Dataset START

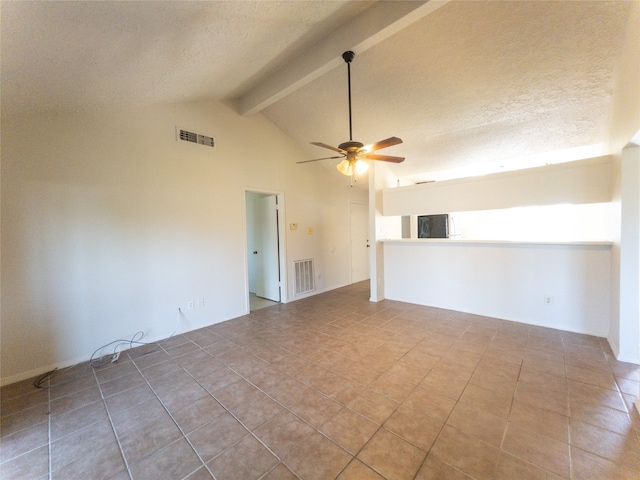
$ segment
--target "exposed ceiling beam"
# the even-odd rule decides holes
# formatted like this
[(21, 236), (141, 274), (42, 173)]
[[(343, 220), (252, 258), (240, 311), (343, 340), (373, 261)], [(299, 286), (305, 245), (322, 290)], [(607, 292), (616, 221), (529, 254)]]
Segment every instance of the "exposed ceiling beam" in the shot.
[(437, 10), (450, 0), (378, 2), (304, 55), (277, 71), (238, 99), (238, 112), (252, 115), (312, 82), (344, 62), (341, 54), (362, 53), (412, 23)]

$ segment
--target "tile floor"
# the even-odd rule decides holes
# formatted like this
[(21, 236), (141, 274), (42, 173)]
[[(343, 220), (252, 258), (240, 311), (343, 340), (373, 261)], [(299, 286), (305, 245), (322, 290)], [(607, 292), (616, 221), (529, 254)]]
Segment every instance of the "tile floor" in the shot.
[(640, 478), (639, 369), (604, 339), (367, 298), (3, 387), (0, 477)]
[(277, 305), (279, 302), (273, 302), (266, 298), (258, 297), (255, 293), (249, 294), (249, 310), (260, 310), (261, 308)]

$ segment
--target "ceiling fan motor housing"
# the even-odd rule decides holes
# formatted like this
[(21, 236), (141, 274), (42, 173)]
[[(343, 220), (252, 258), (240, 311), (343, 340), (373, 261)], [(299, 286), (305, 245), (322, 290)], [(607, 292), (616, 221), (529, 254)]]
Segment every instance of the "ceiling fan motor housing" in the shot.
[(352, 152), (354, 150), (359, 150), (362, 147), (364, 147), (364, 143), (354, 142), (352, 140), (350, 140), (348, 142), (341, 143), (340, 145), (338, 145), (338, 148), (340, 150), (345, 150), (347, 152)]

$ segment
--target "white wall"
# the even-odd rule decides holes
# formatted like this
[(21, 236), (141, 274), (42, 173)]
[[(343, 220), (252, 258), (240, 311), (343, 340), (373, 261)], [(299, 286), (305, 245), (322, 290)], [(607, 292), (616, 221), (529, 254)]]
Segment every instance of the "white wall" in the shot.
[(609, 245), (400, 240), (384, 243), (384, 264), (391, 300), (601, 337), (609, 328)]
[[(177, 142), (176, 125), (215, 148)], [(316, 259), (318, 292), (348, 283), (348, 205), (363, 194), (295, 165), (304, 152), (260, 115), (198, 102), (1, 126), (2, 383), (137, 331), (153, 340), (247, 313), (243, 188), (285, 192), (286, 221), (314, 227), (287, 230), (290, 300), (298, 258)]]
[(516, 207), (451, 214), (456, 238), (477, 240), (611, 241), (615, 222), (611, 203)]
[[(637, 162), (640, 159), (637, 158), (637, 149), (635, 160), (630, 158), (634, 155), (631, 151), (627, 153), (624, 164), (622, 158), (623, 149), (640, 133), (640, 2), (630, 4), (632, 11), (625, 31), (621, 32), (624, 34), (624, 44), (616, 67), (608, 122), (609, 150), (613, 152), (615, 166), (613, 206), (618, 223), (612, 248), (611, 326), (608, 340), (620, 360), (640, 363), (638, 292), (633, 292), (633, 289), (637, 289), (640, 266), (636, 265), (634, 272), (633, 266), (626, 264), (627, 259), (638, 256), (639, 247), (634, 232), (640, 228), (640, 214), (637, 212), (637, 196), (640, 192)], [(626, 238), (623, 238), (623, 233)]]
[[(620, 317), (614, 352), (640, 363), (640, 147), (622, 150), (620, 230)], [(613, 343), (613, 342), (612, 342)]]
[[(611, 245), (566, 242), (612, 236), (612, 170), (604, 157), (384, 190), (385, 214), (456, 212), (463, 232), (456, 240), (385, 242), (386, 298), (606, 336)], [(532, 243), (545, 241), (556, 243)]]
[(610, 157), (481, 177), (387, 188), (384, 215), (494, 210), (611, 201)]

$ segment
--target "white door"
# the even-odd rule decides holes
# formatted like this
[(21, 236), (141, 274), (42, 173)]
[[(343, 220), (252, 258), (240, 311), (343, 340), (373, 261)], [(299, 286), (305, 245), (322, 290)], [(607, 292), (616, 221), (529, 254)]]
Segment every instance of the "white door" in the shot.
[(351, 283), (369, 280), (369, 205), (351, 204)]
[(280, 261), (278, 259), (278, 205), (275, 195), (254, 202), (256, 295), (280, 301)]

Dataset END
Dataset START

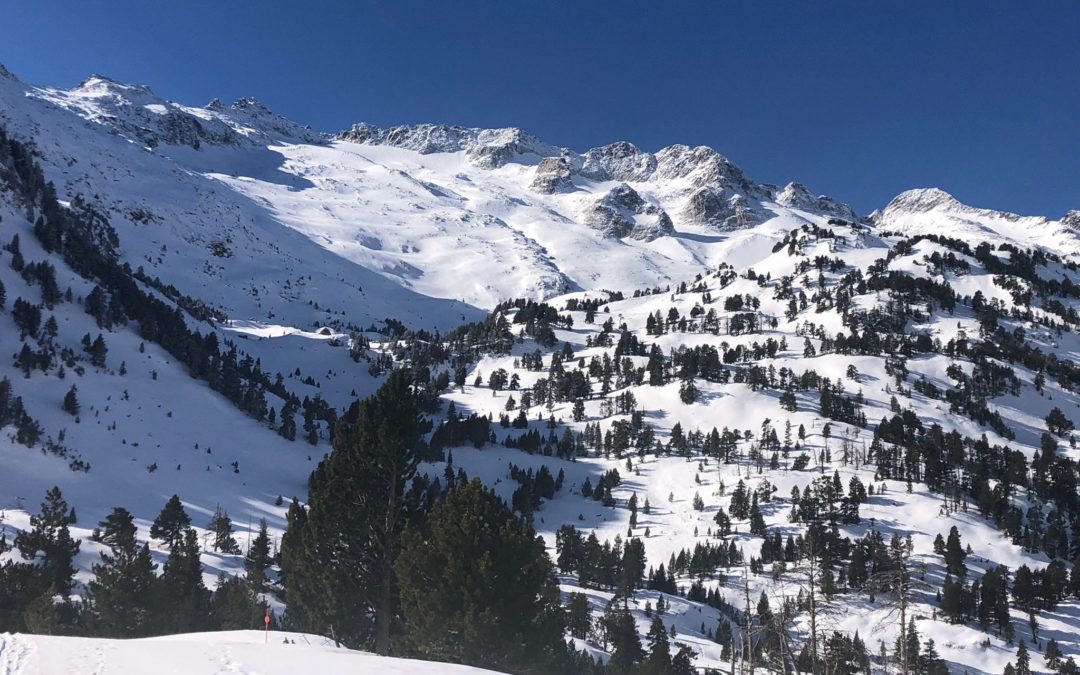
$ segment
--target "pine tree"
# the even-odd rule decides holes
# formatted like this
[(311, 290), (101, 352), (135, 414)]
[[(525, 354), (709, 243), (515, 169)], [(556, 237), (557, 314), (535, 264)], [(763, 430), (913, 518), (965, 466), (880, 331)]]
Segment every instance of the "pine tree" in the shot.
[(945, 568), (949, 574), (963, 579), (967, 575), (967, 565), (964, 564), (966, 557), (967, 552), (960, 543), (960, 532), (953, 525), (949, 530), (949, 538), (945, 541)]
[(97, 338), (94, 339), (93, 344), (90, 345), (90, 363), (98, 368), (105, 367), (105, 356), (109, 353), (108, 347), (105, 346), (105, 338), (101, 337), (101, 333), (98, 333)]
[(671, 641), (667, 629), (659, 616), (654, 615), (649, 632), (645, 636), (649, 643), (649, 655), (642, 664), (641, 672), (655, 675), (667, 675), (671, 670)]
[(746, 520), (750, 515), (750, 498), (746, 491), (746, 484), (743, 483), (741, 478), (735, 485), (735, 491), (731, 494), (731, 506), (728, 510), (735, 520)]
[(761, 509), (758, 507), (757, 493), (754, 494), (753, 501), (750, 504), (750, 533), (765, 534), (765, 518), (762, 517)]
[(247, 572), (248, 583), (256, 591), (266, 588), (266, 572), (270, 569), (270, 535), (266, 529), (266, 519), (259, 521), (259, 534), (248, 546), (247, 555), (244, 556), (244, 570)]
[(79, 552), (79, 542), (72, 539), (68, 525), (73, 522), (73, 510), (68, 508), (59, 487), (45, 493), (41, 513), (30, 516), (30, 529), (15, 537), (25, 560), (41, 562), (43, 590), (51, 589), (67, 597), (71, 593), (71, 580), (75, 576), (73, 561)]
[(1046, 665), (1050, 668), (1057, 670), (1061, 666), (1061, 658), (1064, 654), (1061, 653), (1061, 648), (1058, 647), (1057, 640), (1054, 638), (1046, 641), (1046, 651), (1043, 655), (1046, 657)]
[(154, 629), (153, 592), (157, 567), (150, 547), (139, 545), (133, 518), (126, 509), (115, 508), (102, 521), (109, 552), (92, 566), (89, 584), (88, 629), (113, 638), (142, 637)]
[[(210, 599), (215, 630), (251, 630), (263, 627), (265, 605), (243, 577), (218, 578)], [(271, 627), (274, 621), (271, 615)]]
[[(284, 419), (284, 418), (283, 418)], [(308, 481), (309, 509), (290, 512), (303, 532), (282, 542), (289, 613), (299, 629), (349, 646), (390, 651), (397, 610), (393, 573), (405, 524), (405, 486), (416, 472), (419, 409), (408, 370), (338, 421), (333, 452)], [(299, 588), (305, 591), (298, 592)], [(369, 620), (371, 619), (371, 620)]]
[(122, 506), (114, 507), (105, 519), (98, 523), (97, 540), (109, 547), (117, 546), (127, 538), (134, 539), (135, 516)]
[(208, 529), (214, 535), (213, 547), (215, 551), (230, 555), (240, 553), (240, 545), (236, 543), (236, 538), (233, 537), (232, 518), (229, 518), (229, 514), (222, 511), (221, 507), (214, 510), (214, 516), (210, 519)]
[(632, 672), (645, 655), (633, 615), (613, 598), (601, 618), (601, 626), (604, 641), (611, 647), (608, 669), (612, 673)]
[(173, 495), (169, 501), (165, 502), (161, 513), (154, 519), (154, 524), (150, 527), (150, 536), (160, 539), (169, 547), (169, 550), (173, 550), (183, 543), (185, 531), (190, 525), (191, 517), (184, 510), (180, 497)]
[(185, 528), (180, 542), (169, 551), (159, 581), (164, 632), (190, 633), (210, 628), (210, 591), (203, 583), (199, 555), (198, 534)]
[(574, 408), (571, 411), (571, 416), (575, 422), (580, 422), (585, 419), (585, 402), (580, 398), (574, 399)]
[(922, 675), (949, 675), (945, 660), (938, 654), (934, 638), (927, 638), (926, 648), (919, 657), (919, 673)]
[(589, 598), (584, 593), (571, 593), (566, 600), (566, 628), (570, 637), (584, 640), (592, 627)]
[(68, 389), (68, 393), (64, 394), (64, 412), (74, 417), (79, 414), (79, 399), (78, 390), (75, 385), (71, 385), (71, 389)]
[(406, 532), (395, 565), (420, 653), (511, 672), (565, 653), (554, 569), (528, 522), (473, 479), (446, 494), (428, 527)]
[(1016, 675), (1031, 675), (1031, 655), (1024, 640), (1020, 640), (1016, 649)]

Dataset END

→ **Activity**
Show every line from the entries above in which the word "target" appears.

→ **Answer to this problem**
--target "exposed ceiling beam"
--target "tile floor"
--target "ceiling fan motor housing"
--target "white wall"
--target "white door"
--target "pine tree"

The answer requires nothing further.